[Start of section]

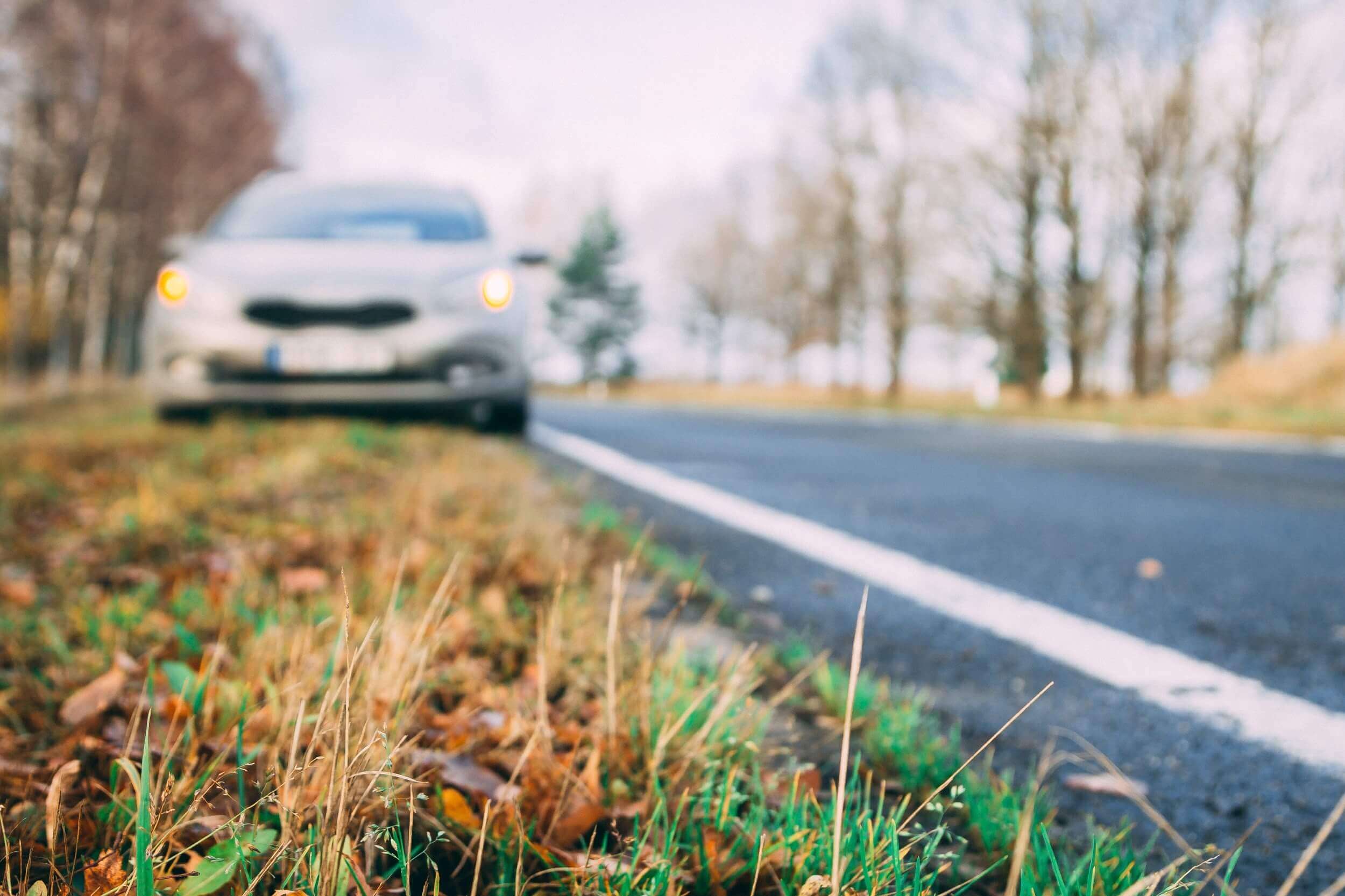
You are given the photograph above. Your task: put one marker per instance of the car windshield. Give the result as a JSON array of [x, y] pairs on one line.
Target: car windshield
[[350, 213]]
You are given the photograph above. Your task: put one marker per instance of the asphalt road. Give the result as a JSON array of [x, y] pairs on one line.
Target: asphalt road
[[1251, 543]]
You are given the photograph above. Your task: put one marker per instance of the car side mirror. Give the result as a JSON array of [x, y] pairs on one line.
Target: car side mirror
[[178, 244], [532, 258]]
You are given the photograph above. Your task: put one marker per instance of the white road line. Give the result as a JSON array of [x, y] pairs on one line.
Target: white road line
[[1158, 674]]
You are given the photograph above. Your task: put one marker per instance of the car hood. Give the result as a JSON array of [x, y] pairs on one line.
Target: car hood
[[335, 269]]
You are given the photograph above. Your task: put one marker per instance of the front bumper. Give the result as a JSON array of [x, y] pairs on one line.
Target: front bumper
[[435, 361]]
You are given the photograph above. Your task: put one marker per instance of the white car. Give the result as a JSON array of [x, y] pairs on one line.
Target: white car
[[326, 294]]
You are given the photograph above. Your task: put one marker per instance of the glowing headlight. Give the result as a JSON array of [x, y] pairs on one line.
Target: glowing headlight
[[497, 290], [173, 286]]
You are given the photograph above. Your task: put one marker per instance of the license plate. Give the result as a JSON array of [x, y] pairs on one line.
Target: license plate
[[329, 357]]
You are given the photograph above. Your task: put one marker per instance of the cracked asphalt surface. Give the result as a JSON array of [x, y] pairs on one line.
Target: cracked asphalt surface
[[1252, 546]]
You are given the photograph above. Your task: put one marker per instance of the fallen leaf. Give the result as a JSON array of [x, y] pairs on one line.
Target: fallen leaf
[[576, 822], [93, 698], [105, 875], [303, 580], [54, 793], [455, 808], [816, 884], [463, 773], [592, 774], [18, 586], [224, 860], [494, 603], [1107, 785]]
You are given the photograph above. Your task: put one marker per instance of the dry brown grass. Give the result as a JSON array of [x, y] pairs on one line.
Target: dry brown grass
[[350, 658]]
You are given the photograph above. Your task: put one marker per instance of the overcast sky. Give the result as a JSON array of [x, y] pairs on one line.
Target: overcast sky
[[643, 101], [499, 95]]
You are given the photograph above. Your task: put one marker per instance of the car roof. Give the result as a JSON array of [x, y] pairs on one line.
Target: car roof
[[296, 182]]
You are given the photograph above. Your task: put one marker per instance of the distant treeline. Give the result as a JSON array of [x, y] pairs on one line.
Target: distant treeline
[[125, 122], [1095, 183]]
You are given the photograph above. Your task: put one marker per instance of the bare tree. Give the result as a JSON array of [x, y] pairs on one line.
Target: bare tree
[[1070, 131], [1187, 167], [93, 179], [794, 268], [128, 119], [1337, 319], [1027, 328], [23, 219], [98, 298], [1257, 139], [721, 272]]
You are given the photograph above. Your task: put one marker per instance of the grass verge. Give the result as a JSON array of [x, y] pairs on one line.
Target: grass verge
[[345, 658]]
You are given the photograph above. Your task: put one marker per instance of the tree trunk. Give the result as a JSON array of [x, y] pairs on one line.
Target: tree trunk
[[95, 353], [1029, 337], [89, 193], [1145, 239], [22, 221]]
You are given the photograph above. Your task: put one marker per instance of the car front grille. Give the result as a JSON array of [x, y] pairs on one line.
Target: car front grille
[[284, 312]]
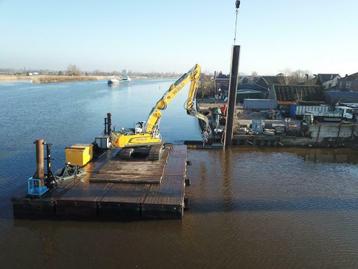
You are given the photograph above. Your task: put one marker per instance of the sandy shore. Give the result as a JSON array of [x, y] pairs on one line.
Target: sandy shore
[[49, 79]]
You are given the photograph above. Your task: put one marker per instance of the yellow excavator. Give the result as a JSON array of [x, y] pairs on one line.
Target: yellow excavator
[[145, 137]]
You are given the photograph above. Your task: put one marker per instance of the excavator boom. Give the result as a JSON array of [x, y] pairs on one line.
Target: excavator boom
[[193, 76], [147, 135]]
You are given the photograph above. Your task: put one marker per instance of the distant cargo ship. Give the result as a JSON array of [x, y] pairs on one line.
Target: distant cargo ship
[[115, 81]]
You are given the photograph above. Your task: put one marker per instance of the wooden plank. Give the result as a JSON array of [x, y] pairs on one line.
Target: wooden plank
[[123, 201], [81, 201]]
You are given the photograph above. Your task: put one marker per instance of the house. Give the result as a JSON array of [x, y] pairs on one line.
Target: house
[[349, 83], [327, 81], [296, 93]]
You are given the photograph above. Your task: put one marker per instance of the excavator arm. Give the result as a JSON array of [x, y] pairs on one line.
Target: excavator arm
[[193, 76]]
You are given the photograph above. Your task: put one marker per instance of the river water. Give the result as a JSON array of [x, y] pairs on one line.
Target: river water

[End of section]

[Work to be completed] Across all the records, find the lines containing the word "river" and reproduce each one.

[Exercise solution]
You are given the photograph above. Your task: put one marker per instance of the river water. Give the result as a JSON array of [x, y] pairs on one line.
Target: river water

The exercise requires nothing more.